## Parts of the exercise:
1. Answer these questions using the Snowflake observability page below:
(a) Under which directory does the Claude Code install command place the skill?
(b) Which role is given as one that has access to SNOWFLAKE.ACCOUNT_USAGE?
(c) What time span does the average query time by warehouse query cover?
2. List every prerequisite given in the Snowflake observability page below.
3. Summarize the Snowflake observability page below in two sentences.
== Document section ==
Claude-code-plugins-plus-skills snowflake-observability

install
source · Clone the upstream repo
git clone https://github.com/jeremylongshore/claude-code-plugins-plus-skills
Claude Code · Install into ~/.claude/skills/
T=$(mktemp -d) && git clone --depth=1 https://github.com/jeremylongshore/claude-code-plugins-plus-skills "$T" && mkdir -p ~/.claude/skills && cp -r "$T/plugins/saas-packs/snowflake-pack/skills/snowflake-observability" ~/.claude/skills/jeremylongshore-claude-code-plugins-plus-skills-snowflake-observability && rm -rf "$T"
manifest: plugins/saas-packs/snowflake-pack/skills/snowflake-observability/SKILL.md
source content

Snowflake Observability

Overview

Set up comprehensive observability for Snowflake using built-in ACCOUNT_USAGE views, Snowflake Alerts, and integration with external monitoring systems.

Prerequisites

  • Role with access to
    SNOWFLAKE.ACCOUNT_USAGE
    (ACCOUNTADMIN or granted)
  • Notification integration configured for alerts
  • Optional: Prometheus/Grafana or Datadog for external dashboards

Instructions

Step 1: Key Monitoring Queries

-- === QUERY PERFORMANCE ===
-- Average query time by warehouse (last 7 days)
===
== Recorded information ==
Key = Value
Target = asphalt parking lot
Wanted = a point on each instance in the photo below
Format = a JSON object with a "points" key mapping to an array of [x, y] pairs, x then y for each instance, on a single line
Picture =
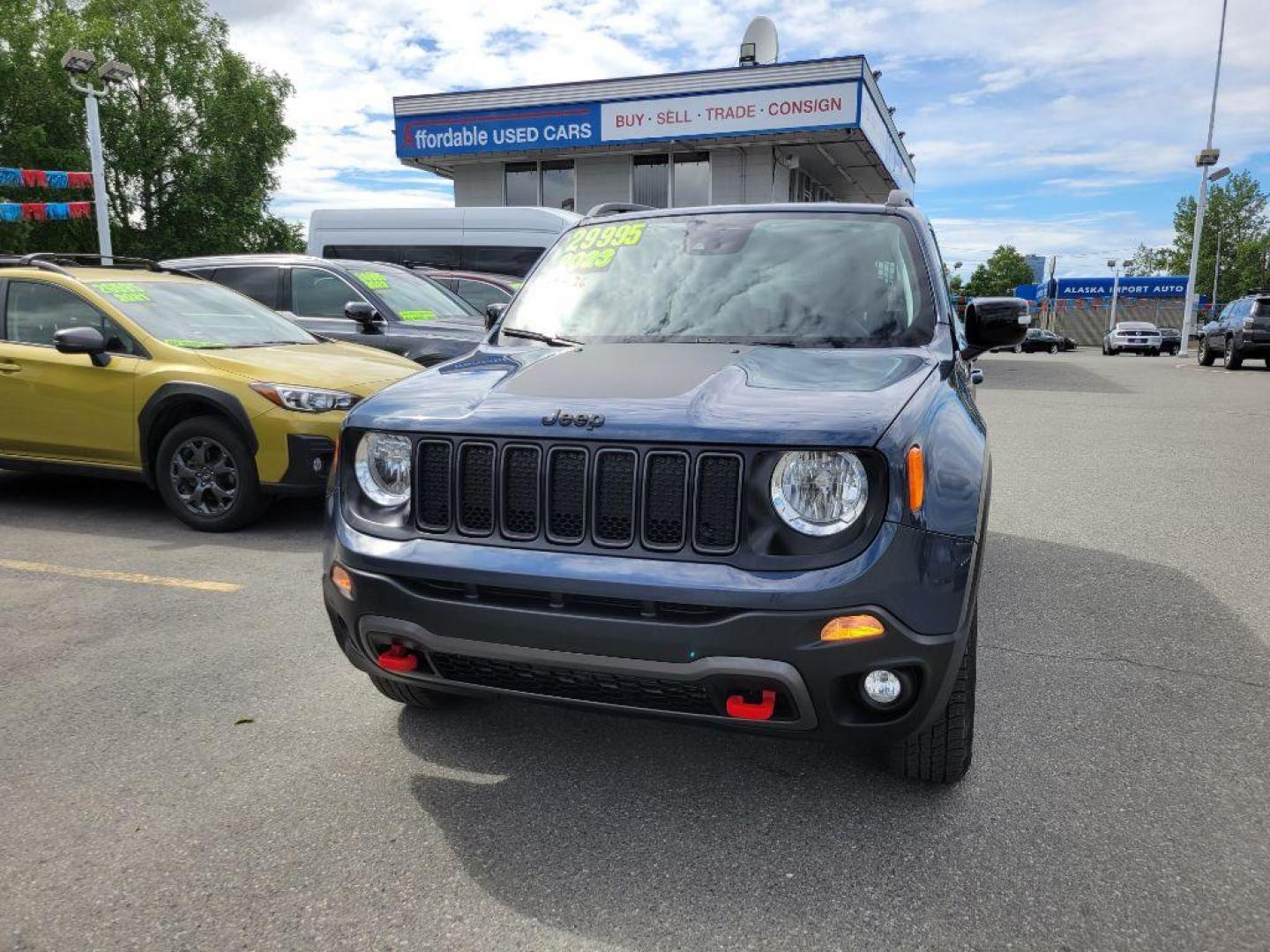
{"points": [[188, 762]]}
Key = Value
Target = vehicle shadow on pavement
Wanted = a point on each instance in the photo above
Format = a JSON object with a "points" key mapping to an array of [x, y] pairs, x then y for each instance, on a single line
{"points": [[132, 510], [1117, 795]]}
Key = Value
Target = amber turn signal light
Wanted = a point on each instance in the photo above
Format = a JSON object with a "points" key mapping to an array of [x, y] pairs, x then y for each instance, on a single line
{"points": [[915, 478], [852, 628], [342, 580]]}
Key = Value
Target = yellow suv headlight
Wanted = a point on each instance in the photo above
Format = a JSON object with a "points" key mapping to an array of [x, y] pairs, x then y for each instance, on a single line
{"points": [[306, 400]]}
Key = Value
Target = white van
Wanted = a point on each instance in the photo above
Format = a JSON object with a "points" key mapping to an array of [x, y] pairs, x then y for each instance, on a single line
{"points": [[504, 240]]}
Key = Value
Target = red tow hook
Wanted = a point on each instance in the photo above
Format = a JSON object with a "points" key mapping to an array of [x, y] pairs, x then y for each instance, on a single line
{"points": [[746, 711], [398, 659]]}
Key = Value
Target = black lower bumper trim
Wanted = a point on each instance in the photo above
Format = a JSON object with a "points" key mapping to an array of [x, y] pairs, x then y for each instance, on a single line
{"points": [[695, 689]]}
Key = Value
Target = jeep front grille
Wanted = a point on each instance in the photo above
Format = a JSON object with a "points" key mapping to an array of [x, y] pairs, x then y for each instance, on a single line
{"points": [[603, 498]]}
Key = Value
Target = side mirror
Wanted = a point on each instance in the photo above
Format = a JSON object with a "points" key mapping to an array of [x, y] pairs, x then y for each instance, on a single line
{"points": [[362, 312], [83, 340], [493, 314], [995, 322]]}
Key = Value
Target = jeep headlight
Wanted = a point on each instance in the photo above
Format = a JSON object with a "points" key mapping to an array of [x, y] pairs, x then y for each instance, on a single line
{"points": [[819, 493], [383, 466]]}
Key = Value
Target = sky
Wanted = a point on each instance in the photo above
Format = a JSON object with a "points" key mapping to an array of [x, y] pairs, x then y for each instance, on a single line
{"points": [[1065, 130]]}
===
## Numbered responses:
1.
(a) ~/.claude/skills/
(b) ACCOUNTADMIN
(c) The last 7 days

2.
- A role with access to SNOWFLAKE.ACCOUNT_USAGE (ACCOUNTADMIN or granted)
- A notification integration configured for alerts
- Optionally, Prometheus/Grafana or Datadog for external dashboards

3. The Snowflake observability page gives commands to clone the claude-code-plugins-plus-skills repository and to install the snowflake-observability skill into ~/.claude/skills/. The skill sets up comprehensive observability for Snowflake with built-in ACCOUNT_USAGE views, Snowflake Alerts, and integration with external monitoring systems, and it begins its instructions with key monitoring queries such as average query time by warehouse.